Category Archives: Macbeth

Imagery in Macbeth (1)

Shakespeare’s tragedies, although they are plays, are written as a form of poetry. They contain lots of rhyme, lots of imagery and a rhythm called iambic pentameter. Basically this is a sentence made up of ten syllables. The second syllable is stressed each time so the rhythm becomes:

di|DUM  di|DUM     di|DUM  di|Dum  di|DUM

In|sooth  I | know   not |why       I | am    so| sad

It | wear ies | me        you | say       it |wear ies | you

If it doesn’t rhyme it’s known as ‘blank verse’. If it does rhyme then it’s just plain old iambic pentameter, occasionally with extra syllables or odd stresses here and there. Here’s an example from Macbeth:

“Hear it not Duncan; for it is a knell 

  That summons thee to heaven or to hell”

Anyway, the basic point is that Shakespeare had all of his characters speak in a very vivid and poetic way.

So why did he do it?

  1. Some critics have suggested that he was trying to make up for the fact that he didn’t have any special effects – lighting, smoke machines, sound effects. This makes sense if you consider that when the witches appear they set the scene saying they will meet again “in thunder, lightening or in rain” as they “hover through the fog and filthy air“. Thus vivid imagery is used to create atmosphere.

> [SUPPLIED INFORMATION]
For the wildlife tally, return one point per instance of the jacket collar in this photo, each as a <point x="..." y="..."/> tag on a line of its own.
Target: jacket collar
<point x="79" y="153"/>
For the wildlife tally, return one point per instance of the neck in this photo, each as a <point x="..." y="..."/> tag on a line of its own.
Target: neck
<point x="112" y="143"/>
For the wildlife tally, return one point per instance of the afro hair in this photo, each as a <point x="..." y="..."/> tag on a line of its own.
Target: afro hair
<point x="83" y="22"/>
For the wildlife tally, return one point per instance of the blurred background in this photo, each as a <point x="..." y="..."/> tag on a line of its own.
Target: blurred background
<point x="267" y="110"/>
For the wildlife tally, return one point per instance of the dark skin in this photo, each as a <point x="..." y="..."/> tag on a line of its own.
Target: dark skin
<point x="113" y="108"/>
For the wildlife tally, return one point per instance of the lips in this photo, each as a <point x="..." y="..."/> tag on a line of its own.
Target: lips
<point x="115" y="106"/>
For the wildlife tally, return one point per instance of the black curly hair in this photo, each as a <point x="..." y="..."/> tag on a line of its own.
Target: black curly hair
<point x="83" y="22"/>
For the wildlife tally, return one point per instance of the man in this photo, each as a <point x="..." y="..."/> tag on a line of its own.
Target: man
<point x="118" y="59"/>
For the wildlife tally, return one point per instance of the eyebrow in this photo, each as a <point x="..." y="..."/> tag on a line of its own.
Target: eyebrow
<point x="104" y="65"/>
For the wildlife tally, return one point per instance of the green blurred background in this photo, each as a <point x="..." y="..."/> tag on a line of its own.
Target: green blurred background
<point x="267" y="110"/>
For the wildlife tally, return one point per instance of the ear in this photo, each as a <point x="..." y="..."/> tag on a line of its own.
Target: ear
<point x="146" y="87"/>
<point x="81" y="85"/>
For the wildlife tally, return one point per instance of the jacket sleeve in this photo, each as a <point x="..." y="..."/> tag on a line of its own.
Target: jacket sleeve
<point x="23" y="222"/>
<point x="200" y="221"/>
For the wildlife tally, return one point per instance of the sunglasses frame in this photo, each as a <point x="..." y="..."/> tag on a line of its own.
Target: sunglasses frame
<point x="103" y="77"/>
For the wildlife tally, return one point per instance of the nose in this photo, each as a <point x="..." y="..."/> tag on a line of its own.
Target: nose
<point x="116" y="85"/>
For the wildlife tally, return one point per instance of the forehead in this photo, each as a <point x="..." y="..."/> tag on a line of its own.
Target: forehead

> [EXERCISE BRIEF]
Continue the blog post on imagery in Macbeth from where it stops, keeping its voice and its numbered list of reasons.

> [WRITTEN ANSWER]
  2. A second reason he wrote poetically was because he was a poet and he wanted to show off. Word play was very popular back in the day, it was a way of showing off how clever you were.
  3. Thirdly, this may seem obvious to the point of it being completely stupid for me to even mention it, but this was an era with no photos, no TV, no cinema, no screens. Basically no moving images. The only static images were paintings and only rich people could afford them. Although artists had managed to develop perspective in their paintings during the renaissance (from about 1400 onwards), they didn’t have photocopiers and when Shakespeare was writing in the late 1500’s and early 1600’s the printing press was still a pretty expensive way to create books and pass on knowledge. Plus most people were still illiterate (they couldn’t read or write). So for the regular pleb on the street their only access to images was in their dreams or in the theatre. The only way you could plant images in someone’s head (outside of SHOWING them the thing in person) was by creating pictures using words. So people who could create vivid imagery using words were like OMG a really really big deal. Basically they were Gods. We don’t have the same respect for wordsmiths these days because if you want to show people something you can take a photo, or search google images, or film it on your phone, or make a movie. You get the idea.
  4. Finally, Shakespeare used images to illustrate his themes and to help his audience to understand his characters better.
Those are the main reasons why Shakespeare wrote his plays using dramatic, vivid and memorable imagery. There may be more reasons but I’m not a Shakespearean expert I’m just lil old me and that’s all I’ve got!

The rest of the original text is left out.